§ Exercise prompt
In which lines of the data does the string "below" appear? Copy every one.

§ The input
'''
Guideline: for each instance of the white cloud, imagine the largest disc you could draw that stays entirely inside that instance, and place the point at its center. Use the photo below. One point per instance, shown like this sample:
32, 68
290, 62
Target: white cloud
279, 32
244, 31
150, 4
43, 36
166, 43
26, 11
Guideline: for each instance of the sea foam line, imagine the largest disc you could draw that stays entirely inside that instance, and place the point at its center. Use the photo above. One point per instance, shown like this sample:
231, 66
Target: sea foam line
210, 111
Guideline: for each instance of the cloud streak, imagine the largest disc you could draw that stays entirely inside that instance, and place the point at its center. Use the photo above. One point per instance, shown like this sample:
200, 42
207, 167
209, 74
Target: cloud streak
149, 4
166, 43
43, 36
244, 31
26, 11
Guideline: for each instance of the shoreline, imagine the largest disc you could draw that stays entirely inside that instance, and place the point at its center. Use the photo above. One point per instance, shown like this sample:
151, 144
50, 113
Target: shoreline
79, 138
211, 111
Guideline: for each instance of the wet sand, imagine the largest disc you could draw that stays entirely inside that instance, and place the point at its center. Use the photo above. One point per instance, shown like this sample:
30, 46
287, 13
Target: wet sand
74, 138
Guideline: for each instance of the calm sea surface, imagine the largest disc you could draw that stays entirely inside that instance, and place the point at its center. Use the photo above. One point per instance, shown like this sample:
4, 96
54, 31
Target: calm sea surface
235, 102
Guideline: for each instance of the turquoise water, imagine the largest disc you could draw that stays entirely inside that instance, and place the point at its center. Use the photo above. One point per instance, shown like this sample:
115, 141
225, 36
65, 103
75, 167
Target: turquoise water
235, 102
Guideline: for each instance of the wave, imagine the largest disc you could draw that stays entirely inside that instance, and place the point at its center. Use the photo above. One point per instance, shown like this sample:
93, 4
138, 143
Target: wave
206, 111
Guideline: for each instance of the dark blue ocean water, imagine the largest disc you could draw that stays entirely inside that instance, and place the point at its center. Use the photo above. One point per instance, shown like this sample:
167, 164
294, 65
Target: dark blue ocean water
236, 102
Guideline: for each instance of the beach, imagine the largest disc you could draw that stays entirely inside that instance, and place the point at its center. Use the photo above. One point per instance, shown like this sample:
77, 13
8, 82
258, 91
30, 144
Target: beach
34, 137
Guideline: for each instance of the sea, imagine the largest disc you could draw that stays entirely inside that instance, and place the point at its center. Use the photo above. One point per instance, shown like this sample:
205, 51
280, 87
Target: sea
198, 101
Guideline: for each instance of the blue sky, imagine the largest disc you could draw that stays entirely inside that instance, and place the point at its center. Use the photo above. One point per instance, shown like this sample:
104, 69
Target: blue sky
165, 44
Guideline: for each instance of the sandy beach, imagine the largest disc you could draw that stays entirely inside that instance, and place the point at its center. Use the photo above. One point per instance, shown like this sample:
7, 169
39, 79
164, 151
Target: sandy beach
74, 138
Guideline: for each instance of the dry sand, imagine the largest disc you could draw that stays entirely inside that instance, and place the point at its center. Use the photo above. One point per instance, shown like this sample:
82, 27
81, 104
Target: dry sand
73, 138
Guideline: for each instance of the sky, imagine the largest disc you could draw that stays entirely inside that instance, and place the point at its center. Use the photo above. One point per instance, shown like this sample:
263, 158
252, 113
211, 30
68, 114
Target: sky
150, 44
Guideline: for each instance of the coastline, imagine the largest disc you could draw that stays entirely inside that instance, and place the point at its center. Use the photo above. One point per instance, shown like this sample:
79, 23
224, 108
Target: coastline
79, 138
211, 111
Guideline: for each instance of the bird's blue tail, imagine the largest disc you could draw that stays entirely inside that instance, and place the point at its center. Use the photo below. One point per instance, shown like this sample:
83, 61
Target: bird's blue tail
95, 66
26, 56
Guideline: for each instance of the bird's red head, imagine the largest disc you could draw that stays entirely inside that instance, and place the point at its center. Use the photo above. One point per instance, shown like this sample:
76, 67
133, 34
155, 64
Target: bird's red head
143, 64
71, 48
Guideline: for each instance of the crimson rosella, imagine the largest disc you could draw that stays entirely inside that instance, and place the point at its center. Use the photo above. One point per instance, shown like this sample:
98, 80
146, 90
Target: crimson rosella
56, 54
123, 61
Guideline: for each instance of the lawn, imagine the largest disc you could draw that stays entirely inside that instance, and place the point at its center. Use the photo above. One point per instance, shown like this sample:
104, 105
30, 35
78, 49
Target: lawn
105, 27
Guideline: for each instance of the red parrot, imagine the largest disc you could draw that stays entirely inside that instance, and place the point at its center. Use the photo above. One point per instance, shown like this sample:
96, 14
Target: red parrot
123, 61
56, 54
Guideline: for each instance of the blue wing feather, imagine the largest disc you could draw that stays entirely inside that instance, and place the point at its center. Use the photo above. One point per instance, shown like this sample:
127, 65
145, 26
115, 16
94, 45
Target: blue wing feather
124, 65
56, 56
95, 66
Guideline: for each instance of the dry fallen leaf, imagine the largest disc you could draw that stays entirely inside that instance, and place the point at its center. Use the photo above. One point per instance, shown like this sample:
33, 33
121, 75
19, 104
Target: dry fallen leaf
'''
§ Exercise result
Guideline: for each instance of the white cloud, imagine the largest disc you could draw that stays entirely inside that instance, and place the point at its center. Use the photo below. One point per instance, shown like this sample:
Guideline: for each instance of the bird's blue tail, imagine the largest disc you could draw that stays entirely inside that instance, and place the point at its center. Use the photo below. One point per instance, shown like this sample:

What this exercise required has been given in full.